DESCRIPTION OF THE TASK: The answer should contain every entry below, copied exactly.

***** DATA SUPPLIED *****

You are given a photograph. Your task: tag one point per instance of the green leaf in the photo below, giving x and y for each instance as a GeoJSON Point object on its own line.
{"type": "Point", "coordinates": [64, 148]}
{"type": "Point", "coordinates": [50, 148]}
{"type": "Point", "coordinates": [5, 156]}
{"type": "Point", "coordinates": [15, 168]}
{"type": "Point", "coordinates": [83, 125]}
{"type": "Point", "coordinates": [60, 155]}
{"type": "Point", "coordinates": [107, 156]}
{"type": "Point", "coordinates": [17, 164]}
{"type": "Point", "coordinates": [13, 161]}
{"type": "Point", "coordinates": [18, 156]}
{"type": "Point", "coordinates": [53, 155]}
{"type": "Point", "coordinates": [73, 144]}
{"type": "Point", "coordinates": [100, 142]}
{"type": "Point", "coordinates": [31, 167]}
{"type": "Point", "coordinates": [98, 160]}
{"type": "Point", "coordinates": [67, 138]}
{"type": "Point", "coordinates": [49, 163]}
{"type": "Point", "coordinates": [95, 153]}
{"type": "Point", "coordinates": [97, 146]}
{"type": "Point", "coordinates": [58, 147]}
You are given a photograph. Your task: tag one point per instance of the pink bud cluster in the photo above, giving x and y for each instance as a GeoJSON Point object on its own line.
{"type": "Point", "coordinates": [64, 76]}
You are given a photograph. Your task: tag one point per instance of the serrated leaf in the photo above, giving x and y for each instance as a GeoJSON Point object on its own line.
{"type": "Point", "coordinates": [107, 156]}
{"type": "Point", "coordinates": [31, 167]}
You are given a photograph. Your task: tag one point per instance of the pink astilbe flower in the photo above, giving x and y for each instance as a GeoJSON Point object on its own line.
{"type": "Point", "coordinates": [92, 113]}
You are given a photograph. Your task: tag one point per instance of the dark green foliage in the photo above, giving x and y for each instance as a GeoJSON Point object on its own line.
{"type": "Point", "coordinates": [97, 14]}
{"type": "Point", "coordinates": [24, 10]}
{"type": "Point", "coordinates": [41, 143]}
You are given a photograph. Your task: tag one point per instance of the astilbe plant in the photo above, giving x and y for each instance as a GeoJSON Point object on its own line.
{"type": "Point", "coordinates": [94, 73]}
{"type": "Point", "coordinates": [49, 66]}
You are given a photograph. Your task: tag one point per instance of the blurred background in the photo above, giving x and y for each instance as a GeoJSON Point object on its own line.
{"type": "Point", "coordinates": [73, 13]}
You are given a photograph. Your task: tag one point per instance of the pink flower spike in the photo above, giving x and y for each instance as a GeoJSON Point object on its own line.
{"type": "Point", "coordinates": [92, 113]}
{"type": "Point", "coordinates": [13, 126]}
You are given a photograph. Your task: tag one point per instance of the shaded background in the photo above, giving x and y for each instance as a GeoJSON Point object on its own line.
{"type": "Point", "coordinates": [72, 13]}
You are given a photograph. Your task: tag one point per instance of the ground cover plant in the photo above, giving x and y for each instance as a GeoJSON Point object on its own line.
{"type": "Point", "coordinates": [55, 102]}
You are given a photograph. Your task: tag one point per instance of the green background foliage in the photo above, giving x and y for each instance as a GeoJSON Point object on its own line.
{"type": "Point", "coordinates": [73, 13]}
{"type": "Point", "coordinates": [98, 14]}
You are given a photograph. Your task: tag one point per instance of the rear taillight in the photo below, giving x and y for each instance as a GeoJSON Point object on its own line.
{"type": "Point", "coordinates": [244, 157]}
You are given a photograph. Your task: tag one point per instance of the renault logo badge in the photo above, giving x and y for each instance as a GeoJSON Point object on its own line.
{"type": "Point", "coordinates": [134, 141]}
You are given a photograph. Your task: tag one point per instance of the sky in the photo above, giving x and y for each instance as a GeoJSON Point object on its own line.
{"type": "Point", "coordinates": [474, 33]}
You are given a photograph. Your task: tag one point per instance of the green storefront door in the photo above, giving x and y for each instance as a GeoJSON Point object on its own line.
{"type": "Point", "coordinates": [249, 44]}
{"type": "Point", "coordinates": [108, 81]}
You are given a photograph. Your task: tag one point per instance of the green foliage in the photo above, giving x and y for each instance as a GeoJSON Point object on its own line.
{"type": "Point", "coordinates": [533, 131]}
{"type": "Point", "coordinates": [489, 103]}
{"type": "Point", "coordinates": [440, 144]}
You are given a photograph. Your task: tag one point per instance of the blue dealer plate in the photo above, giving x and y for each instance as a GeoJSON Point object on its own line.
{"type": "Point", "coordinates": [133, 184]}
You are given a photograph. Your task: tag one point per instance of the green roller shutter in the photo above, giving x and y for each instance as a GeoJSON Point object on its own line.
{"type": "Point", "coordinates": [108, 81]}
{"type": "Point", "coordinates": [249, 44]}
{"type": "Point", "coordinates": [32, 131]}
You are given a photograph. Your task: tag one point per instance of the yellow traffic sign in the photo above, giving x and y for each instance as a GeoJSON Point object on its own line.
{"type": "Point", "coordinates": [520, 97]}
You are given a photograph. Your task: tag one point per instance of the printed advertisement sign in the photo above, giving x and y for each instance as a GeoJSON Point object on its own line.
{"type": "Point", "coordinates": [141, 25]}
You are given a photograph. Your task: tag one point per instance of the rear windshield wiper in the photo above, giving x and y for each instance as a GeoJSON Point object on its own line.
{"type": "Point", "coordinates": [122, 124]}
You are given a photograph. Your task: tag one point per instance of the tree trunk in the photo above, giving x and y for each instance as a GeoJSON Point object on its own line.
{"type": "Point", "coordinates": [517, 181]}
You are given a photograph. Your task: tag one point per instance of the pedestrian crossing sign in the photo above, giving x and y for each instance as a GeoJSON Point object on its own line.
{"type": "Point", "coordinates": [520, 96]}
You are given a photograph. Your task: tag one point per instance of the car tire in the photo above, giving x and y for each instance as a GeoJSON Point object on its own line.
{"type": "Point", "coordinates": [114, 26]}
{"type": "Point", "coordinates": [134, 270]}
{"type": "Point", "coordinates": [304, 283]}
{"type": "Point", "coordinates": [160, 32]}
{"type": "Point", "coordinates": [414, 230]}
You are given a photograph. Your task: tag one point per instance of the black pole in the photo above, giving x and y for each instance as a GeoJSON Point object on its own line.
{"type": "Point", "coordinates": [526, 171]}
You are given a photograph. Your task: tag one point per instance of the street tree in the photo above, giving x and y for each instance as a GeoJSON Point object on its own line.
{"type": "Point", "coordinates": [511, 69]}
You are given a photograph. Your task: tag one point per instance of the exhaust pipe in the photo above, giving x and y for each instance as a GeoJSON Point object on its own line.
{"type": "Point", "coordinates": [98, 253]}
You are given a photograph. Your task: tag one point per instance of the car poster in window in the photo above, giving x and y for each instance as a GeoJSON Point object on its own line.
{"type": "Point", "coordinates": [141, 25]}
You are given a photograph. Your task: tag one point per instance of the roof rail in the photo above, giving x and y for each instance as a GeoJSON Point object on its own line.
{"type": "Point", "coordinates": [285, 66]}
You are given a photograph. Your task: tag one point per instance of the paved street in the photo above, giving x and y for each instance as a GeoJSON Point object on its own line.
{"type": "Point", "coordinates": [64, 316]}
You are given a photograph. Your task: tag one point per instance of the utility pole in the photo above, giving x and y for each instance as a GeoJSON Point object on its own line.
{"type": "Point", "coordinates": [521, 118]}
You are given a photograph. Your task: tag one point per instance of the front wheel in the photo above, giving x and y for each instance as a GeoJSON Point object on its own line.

*****

OUTPUT:
You are given a photograph. Your task: tag one point per instance of the green leaf in the photo below, giving x and y for each instance as a GeoJSON Point object on its own line.
{"type": "Point", "coordinates": [64, 148]}
{"type": "Point", "coordinates": [50, 148]}
{"type": "Point", "coordinates": [5, 156]}
{"type": "Point", "coordinates": [15, 168]}
{"type": "Point", "coordinates": [83, 125]}
{"type": "Point", "coordinates": [60, 155]}
{"type": "Point", "coordinates": [107, 156]}
{"type": "Point", "coordinates": [17, 164]}
{"type": "Point", "coordinates": [13, 161]}
{"type": "Point", "coordinates": [18, 156]}
{"type": "Point", "coordinates": [53, 155]}
{"type": "Point", "coordinates": [73, 144]}
{"type": "Point", "coordinates": [100, 142]}
{"type": "Point", "coordinates": [31, 167]}
{"type": "Point", "coordinates": [98, 160]}
{"type": "Point", "coordinates": [67, 138]}
{"type": "Point", "coordinates": [49, 163]}
{"type": "Point", "coordinates": [95, 153]}
{"type": "Point", "coordinates": [97, 146]}
{"type": "Point", "coordinates": [58, 147]}
You are given a photograph. Your task: tag one point per instance of the pink bud cluster in the photo above, giving x and y for each instance as a GeoJSON Point object on its own line.
{"type": "Point", "coordinates": [64, 76]}
You are given a photograph. Your task: tag one point per instance of the serrated leaf in the photo above, giving x and y for each instance as a GeoJSON Point object on its own line.
{"type": "Point", "coordinates": [107, 156]}
{"type": "Point", "coordinates": [31, 167]}
You are given a photograph. Your task: tag one point per instance of the pink astilbe flower in the photo above, giving x and y for each instance as a GeoJSON Point object on its own line.
{"type": "Point", "coordinates": [92, 113]}
You are given a photograph. Your task: tag one point per instance of the dark green foliage in the photo above, giving x and y for each instance as a GeoJSON Point object on its own line.
{"type": "Point", "coordinates": [97, 14]}
{"type": "Point", "coordinates": [24, 10]}
{"type": "Point", "coordinates": [41, 143]}
You are given a photograph. Your task: tag one point per instance of the astilbe plant in the photo above, giving x and y for each instance as a GeoJSON Point object on its own line.
{"type": "Point", "coordinates": [94, 73]}
{"type": "Point", "coordinates": [49, 66]}
You are given a photograph. Your task: tag one point per instance of the blurred background in the photo above, giving x and y for each instance as a GeoJSON Point object on its own line.
{"type": "Point", "coordinates": [73, 13]}
You are given a photograph. Your task: tag one point per instance of the pink flower spike in the photo above, giving x and y for each instance as a GeoJSON Point object on its own line.
{"type": "Point", "coordinates": [92, 113]}
{"type": "Point", "coordinates": [13, 126]}
You are given a photograph. Your task: tag one point per instance of the shaded background in the photo above, giving x and y for each instance as a GeoJSON Point object on its own line.
{"type": "Point", "coordinates": [72, 13]}
You are given a photograph. Your task: tag one point per instance of the ground cover plant in the photo above, giving x and y for each instance as a GeoJSON Point object on its own line.
{"type": "Point", "coordinates": [55, 102]}
You are given a photograph. Your task: tag one point per instance of the green background foliage in the photo above, giving x and y for each instance as a GeoJSON Point object on its own line.
{"type": "Point", "coordinates": [73, 13]}
{"type": "Point", "coordinates": [98, 14]}
You are given a photograph. Your task: tag one point per instance of the rear taillight in the photo below, giving x and y for each instance as a GeoJSON Point object on its own line.
{"type": "Point", "coordinates": [244, 157]}
You are given a photograph. Your task: tag one point per instance of the renault logo badge in the photo above, giving x and y for each instance as a GeoJSON Point object on its own line.
{"type": "Point", "coordinates": [134, 141]}
You are given a photograph. Your task: tag one point per instance of the sky in the photo above, giving x and y for each instance as a GeoJSON Point object on its own line.
{"type": "Point", "coordinates": [474, 33]}
You are given a photograph. Your task: tag one point per instance of the green storefront door in the photo above, giving x and y for each instance as a GeoJSON Point object on its own line.
{"type": "Point", "coordinates": [249, 44]}
{"type": "Point", "coordinates": [108, 81]}
You are given a photograph. Your task: tag one point per instance of the green foliage in the photo above, giving x and y for each instance as a GeoJSON Point object on its own line.
{"type": "Point", "coordinates": [533, 131]}
{"type": "Point", "coordinates": [489, 103]}
{"type": "Point", "coordinates": [440, 144]}
You are given a photograph. Your task: tag one point per instance of the blue dealer plate in the photo above, giving x and y for each instance as a GeoJSON Point object on its own line.
{"type": "Point", "coordinates": [133, 184]}
You are given a photograph. Your task: tag one point per instance of the green roller shutter in the photo above, giving x and y for each instance as a GeoJSON Point object on its own line.
{"type": "Point", "coordinates": [108, 81]}
{"type": "Point", "coordinates": [249, 44]}
{"type": "Point", "coordinates": [32, 131]}
You are given a photograph. Your task: tag one point per instance of the yellow traffic sign in the photo above, giving x and y for each instance as a GeoJSON Point object on its own line.
{"type": "Point", "coordinates": [520, 97]}
You are given a photograph. Your task: tag one point per instance of the printed advertisement sign in the photo above, giving x and y for each instance as a GeoJSON Point object on its own line.
{"type": "Point", "coordinates": [141, 25]}
You are given a photograph. Your task: tag one point per instance of the rear windshield wiper in the photo above, giving x and y for each instance as a GeoJSON Point object on its own line.
{"type": "Point", "coordinates": [122, 124]}
You are given a photograph. Your task: tag one point per instance of the tree trunk in the photo above, giving x and y for each instance as a GeoJSON Point object on its own line.
{"type": "Point", "coordinates": [517, 181]}
You are given a photograph. Your task: tag one point per instance of the pedestrian crossing sign in the photo above, giving x and y for each instance as a GeoJSON Point object on its own line.
{"type": "Point", "coordinates": [520, 96]}
You are given a photograph. Your task: tag one point per instance of the car tire in the photo above, giving x and y for each instance as a GeoJSON Point object on its own line.
{"type": "Point", "coordinates": [114, 26]}
{"type": "Point", "coordinates": [134, 270]}
{"type": "Point", "coordinates": [304, 283]}
{"type": "Point", "coordinates": [160, 32]}
{"type": "Point", "coordinates": [414, 230]}
You are given a photograph. Your task: tag one point per instance of the black pole in the photo above, giving x and y for each instance as a GeoJSON Point object on its own line.
{"type": "Point", "coordinates": [526, 171]}
You are given a photograph. Your task: tag one point per instance of the street tree in the photo above, giving x and y for each instance as a GeoJSON Point object on its own line.
{"type": "Point", "coordinates": [511, 69]}
You are given a photograph. Your task: tag one point per instance of the exhaust pipe in the photo above, giving x and y for each instance as a GeoJSON Point object on its own line.
{"type": "Point", "coordinates": [98, 253]}
You are given a photograph. Your task: tag one point per instance of the car poster in window in the photo above, giving x and y for each instance as a GeoJSON Point object on its own line.
{"type": "Point", "coordinates": [141, 25]}
You are given a photograph. Your task: tag one point per instance of the roof rail in the photo above, giving x and y for each instance as a GeoJSON Point object on its own line.
{"type": "Point", "coordinates": [285, 66]}
You are given a photograph. Your task: tag one point per instance of the paved street in the photo above, giving x and y for each instance as a GeoJSON Point object on its own line.
{"type": "Point", "coordinates": [64, 316]}
You are given a photograph. Your task: tag one point per instance of the utility pole in the photo above, giving x and y for each instance as a GeoJSON Point object on its own line.
{"type": "Point", "coordinates": [521, 118]}
You are given a photograph. Your task: tag one point per instance of the front wheel in the photo above, giving x and y for each instance as a GeoJSON Point object on its own line.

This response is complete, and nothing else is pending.